* [WHAT THE TASK ASKS]
Return each line of the entries below verbatim, with every character unchanged.

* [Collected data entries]
★ ★ ★
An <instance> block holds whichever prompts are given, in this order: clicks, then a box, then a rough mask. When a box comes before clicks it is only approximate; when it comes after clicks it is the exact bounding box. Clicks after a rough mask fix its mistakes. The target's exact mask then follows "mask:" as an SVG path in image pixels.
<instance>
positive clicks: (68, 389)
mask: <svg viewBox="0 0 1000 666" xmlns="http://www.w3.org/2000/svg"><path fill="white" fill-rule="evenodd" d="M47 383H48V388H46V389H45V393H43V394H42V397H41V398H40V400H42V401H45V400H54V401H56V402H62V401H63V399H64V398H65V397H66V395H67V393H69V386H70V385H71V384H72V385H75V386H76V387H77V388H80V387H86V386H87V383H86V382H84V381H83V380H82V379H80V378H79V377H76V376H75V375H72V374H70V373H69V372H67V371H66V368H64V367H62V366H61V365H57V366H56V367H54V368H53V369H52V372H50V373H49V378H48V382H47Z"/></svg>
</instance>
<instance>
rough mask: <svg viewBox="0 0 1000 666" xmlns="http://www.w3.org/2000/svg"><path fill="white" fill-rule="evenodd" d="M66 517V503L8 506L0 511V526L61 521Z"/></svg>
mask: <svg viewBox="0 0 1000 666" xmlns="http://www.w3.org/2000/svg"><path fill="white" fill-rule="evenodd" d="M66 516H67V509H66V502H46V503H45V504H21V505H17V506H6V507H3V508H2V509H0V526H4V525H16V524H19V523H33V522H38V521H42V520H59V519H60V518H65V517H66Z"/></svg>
★ ★ ★
* [ANSWER FOR THE TASK]
An <instance> block holds whichever prompts are given, in this order: clicks, then a box, then a rough mask. When a box comes before clicks it is only approximate; when it comes after clicks it is the exact bounding box. Clicks after a rough mask fix its mistakes. The target's exact mask then follows "mask:" as an SVG path in image pixels.
<instance>
positive clicks: (68, 389)
mask: <svg viewBox="0 0 1000 666" xmlns="http://www.w3.org/2000/svg"><path fill="white" fill-rule="evenodd" d="M47 383H48V388H46V389H45V393H43V394H42V397H41V398H40V400H42V401H45V400H54V401H56V402H62V401H63V399H64V398H65V397H66V395H67V393H69V386H70V385H71V384H72V385H75V386H76V387H77V388H80V387H86V386H87V383H86V382H84V381H83V380H82V379H80V378H79V377H76V376H75V375H72V374H70V373H69V372H67V371H66V368H64V367H62V366H61V365H57V366H56V367H54V368H53V369H52V372H50V373H49V378H48V382H47Z"/></svg>
</instance>
<instance>
rough mask: <svg viewBox="0 0 1000 666" xmlns="http://www.w3.org/2000/svg"><path fill="white" fill-rule="evenodd" d="M66 517V503L8 506L0 511V526L61 521Z"/></svg>
mask: <svg viewBox="0 0 1000 666" xmlns="http://www.w3.org/2000/svg"><path fill="white" fill-rule="evenodd" d="M66 516H67V509H66V502H46V503H45V504H21V505H17V506H6V507H3V508H2V509H0V526H4V525H16V524H19V523H33V522H38V521H42V520H59V519H60V518H65V517H66Z"/></svg>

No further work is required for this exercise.